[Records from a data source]
=== Section Start ===

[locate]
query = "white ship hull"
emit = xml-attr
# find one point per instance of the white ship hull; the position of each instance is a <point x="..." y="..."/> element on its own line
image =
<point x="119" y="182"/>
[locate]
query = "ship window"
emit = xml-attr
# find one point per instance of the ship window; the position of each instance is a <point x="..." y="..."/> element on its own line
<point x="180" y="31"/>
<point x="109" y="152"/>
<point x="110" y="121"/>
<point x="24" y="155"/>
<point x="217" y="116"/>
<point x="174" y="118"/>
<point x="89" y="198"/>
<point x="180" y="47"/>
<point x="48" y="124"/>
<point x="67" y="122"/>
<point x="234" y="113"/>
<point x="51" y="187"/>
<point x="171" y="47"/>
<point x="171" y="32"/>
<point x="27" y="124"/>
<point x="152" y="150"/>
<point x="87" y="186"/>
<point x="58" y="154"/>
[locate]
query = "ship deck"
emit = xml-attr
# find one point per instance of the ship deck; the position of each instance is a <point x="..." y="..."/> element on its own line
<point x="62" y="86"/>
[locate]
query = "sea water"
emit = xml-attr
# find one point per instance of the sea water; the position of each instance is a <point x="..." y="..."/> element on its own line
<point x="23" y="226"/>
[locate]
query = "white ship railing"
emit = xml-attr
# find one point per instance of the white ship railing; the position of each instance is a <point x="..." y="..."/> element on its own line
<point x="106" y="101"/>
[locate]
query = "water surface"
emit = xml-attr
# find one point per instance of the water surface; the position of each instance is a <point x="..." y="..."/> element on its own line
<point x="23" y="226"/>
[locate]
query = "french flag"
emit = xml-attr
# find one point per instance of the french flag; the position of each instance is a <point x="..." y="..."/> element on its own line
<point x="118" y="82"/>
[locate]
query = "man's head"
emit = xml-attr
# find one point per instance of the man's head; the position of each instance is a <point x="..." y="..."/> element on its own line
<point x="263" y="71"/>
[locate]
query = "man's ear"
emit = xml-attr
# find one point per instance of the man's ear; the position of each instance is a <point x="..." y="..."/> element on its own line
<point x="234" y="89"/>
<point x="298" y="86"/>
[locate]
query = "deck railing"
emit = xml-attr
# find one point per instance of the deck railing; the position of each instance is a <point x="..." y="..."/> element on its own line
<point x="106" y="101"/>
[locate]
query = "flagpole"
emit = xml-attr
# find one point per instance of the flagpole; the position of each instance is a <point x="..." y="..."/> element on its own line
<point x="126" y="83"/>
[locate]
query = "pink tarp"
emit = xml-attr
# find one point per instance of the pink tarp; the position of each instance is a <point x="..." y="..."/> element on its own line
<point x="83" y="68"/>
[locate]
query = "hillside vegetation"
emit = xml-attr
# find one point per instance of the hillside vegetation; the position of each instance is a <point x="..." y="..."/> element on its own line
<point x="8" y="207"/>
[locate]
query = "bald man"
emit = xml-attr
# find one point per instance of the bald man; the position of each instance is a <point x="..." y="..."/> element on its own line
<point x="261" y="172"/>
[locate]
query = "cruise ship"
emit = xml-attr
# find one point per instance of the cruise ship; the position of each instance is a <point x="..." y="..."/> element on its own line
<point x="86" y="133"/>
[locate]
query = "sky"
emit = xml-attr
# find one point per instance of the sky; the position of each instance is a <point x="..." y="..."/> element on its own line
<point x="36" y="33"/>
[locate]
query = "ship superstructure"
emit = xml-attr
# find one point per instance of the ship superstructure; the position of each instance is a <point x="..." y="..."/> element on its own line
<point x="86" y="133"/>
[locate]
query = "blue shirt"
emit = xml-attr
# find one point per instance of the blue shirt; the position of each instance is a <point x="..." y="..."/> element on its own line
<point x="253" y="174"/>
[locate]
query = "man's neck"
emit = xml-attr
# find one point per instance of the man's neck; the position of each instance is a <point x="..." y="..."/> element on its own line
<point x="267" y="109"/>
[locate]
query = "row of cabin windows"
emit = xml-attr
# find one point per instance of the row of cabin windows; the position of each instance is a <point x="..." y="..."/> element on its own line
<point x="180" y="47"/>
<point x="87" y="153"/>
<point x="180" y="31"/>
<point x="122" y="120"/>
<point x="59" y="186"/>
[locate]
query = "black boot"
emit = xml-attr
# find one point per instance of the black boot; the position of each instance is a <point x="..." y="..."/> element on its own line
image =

=== Section End ===

Required work
Every line above that holds the word "hull" needs to be copied.

Your response
query = "white ship hull"
# find one point per instance of the white ship hull; the position of each instance is a <point x="..." y="..."/> element on its own line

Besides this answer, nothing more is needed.